(Stored records)
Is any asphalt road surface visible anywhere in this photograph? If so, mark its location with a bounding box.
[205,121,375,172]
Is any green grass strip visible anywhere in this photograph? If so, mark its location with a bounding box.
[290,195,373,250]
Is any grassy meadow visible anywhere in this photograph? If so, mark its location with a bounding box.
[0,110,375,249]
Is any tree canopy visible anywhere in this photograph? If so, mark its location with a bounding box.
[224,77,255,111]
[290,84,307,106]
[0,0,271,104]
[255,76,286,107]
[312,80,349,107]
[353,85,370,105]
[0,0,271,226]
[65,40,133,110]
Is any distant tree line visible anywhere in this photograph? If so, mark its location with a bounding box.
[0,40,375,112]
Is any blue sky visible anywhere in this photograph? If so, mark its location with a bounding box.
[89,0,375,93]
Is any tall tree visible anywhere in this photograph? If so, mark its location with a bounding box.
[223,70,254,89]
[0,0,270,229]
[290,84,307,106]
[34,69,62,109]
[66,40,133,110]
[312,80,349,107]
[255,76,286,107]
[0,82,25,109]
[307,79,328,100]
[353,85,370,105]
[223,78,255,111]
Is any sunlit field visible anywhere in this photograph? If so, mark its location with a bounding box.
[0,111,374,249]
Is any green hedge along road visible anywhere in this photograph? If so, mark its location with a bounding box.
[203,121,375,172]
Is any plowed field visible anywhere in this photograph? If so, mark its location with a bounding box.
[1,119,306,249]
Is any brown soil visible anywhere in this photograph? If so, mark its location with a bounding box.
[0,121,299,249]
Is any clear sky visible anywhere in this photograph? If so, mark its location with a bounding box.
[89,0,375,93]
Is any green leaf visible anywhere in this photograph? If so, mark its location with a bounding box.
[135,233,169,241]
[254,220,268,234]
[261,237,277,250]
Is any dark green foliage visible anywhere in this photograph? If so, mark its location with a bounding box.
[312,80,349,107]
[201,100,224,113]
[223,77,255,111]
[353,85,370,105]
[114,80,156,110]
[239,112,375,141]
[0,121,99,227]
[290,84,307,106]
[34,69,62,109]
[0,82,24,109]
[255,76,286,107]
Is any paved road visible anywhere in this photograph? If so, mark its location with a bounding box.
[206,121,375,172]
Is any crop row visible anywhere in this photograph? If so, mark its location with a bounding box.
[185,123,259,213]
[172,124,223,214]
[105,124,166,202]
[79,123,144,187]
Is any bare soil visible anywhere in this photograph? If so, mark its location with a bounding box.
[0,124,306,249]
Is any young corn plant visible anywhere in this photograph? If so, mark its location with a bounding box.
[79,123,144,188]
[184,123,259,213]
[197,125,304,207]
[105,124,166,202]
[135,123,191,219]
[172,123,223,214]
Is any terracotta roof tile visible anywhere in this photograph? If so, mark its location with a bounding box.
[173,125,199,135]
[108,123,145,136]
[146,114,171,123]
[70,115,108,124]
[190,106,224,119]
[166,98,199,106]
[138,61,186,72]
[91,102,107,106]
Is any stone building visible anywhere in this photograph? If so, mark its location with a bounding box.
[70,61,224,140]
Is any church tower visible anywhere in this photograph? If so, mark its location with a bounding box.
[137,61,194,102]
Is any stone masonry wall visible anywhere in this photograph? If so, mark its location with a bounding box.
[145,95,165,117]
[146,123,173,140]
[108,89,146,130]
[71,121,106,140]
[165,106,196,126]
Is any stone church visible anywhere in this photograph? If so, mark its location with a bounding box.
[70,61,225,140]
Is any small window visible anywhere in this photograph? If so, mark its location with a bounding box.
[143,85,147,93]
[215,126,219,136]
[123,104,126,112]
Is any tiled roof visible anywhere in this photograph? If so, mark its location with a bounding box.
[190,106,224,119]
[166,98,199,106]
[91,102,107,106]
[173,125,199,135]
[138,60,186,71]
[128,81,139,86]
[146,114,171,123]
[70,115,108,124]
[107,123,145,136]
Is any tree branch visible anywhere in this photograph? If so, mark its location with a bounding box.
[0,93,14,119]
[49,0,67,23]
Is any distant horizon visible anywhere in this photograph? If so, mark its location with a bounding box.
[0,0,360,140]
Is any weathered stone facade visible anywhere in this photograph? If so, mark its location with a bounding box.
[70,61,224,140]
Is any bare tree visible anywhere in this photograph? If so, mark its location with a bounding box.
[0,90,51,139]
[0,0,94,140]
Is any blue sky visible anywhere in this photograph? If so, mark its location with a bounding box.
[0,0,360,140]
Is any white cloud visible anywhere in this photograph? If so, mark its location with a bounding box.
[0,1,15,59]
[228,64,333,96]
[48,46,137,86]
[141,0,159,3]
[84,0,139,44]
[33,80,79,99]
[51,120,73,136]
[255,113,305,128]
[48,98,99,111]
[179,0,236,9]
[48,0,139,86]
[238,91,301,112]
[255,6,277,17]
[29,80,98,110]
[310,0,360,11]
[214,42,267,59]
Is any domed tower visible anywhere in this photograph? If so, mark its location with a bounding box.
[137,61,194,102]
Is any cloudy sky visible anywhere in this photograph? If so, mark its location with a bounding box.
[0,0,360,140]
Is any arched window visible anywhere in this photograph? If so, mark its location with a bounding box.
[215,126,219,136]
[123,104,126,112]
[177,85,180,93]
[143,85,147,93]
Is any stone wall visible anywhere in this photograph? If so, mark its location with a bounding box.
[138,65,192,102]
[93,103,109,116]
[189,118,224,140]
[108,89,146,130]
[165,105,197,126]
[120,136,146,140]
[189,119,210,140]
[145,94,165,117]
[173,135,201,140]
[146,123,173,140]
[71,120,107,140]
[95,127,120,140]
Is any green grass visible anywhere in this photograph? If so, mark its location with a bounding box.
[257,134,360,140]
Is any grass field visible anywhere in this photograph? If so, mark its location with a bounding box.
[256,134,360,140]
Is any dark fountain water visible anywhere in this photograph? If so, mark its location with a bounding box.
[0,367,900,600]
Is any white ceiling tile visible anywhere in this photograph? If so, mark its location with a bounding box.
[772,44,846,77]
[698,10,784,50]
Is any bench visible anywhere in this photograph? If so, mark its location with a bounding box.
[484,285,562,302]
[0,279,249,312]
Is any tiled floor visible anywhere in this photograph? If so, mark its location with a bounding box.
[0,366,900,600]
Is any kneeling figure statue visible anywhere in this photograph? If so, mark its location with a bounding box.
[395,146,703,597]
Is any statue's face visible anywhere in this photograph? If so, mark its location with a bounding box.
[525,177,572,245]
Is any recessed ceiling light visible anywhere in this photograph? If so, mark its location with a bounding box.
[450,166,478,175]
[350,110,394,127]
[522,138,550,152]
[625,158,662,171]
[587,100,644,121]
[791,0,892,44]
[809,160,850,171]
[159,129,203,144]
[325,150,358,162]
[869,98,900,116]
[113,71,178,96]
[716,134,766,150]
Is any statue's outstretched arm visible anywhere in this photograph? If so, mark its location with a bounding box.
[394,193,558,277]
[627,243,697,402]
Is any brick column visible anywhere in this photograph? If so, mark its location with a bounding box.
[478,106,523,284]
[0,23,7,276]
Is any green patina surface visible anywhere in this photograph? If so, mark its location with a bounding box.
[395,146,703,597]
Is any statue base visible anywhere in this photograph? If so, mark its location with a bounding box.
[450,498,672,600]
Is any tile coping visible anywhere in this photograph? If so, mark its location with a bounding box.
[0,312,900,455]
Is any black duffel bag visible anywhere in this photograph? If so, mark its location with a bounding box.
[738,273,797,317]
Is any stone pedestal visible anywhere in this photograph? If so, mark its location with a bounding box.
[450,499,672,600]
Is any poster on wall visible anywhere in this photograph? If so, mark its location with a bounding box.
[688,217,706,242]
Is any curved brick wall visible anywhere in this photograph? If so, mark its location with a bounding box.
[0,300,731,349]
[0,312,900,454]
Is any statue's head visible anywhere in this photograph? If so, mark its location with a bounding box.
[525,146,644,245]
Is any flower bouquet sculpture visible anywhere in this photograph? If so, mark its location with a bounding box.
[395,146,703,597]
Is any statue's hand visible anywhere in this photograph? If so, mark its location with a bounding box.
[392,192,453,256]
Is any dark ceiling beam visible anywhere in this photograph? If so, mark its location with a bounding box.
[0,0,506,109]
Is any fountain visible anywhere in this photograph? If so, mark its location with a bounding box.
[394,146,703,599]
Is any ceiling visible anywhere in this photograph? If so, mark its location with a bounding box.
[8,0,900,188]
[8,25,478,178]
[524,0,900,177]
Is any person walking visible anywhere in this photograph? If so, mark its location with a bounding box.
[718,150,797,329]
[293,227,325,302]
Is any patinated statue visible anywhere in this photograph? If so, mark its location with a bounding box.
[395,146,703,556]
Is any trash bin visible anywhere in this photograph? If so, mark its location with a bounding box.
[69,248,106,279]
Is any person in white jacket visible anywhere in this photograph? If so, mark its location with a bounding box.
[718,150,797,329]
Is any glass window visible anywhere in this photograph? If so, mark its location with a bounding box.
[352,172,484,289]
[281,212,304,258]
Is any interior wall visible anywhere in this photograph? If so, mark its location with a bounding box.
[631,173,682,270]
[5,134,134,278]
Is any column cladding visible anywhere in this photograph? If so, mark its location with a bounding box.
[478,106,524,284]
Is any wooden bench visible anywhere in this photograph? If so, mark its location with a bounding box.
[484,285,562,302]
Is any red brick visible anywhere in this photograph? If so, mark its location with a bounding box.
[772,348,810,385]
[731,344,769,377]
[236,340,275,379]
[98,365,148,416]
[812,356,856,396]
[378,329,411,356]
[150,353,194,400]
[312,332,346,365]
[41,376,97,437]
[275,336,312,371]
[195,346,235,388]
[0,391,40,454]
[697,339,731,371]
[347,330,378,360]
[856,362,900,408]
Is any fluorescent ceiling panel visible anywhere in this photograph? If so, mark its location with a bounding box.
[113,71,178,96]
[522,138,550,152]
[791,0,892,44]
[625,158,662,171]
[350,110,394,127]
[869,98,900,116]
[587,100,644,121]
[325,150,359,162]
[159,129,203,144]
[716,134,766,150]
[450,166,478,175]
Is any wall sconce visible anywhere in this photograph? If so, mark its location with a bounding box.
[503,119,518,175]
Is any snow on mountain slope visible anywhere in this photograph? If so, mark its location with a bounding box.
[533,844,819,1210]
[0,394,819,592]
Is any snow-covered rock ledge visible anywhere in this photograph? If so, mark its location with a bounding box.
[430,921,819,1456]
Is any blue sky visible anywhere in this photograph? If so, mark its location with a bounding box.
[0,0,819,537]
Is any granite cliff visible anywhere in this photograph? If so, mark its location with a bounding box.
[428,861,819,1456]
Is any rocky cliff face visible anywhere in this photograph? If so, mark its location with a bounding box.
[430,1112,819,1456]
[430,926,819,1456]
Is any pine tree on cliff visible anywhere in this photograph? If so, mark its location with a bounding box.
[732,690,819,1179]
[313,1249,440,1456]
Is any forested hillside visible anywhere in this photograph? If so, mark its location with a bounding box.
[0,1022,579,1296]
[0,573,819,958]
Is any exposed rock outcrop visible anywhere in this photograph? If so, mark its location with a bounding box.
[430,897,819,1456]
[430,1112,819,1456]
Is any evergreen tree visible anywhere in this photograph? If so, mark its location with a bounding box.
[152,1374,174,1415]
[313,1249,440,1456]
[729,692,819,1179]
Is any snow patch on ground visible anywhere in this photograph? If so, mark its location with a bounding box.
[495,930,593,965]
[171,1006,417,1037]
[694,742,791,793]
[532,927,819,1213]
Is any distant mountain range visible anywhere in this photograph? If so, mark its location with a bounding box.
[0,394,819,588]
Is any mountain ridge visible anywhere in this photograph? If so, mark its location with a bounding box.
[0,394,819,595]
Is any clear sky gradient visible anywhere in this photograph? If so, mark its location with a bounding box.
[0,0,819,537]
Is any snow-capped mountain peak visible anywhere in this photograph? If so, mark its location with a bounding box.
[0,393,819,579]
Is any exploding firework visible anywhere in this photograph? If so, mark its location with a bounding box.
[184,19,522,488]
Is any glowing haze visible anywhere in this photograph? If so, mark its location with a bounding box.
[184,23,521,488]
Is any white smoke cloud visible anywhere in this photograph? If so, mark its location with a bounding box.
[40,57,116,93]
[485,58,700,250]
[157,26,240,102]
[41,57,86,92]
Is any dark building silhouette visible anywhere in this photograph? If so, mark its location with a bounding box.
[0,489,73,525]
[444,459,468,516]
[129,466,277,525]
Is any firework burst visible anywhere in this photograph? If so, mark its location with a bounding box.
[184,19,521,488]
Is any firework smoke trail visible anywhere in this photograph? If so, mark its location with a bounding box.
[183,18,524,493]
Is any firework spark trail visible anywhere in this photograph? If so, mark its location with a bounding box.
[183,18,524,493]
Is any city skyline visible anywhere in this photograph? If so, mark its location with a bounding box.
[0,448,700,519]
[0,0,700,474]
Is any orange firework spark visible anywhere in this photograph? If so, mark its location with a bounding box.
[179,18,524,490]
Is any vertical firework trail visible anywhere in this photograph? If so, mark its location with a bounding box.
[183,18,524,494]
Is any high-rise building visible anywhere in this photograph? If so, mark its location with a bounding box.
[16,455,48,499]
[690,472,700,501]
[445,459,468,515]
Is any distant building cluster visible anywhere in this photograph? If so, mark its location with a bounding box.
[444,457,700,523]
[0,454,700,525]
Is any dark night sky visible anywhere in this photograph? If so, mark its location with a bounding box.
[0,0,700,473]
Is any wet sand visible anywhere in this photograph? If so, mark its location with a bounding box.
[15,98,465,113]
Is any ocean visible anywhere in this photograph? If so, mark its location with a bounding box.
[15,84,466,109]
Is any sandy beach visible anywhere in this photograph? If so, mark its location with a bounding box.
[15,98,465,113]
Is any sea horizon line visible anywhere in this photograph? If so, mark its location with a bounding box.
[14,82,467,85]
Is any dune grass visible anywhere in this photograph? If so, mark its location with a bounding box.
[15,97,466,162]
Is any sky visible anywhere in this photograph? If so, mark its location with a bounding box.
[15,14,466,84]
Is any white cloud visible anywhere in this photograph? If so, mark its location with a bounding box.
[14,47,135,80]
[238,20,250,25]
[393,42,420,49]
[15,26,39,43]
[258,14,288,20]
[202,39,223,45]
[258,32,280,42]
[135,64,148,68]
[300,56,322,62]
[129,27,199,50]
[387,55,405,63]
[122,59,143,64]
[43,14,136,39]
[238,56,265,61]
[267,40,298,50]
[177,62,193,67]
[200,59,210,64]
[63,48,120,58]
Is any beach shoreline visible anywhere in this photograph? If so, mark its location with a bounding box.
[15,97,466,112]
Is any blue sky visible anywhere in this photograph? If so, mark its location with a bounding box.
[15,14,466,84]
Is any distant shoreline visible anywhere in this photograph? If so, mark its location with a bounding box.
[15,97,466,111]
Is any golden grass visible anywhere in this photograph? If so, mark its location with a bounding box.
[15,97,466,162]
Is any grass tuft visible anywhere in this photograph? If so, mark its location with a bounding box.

● AIM: Please locate every line in the records above that contains the word "soil" and copy each of those lines.

● FINAL RESULT:
Is any brown soil visible anywhere in this photograph? If so, mark its location with a bounding box.
Is any bare soil visible anywhere in this photograph? If so, mark its location with a bounding box.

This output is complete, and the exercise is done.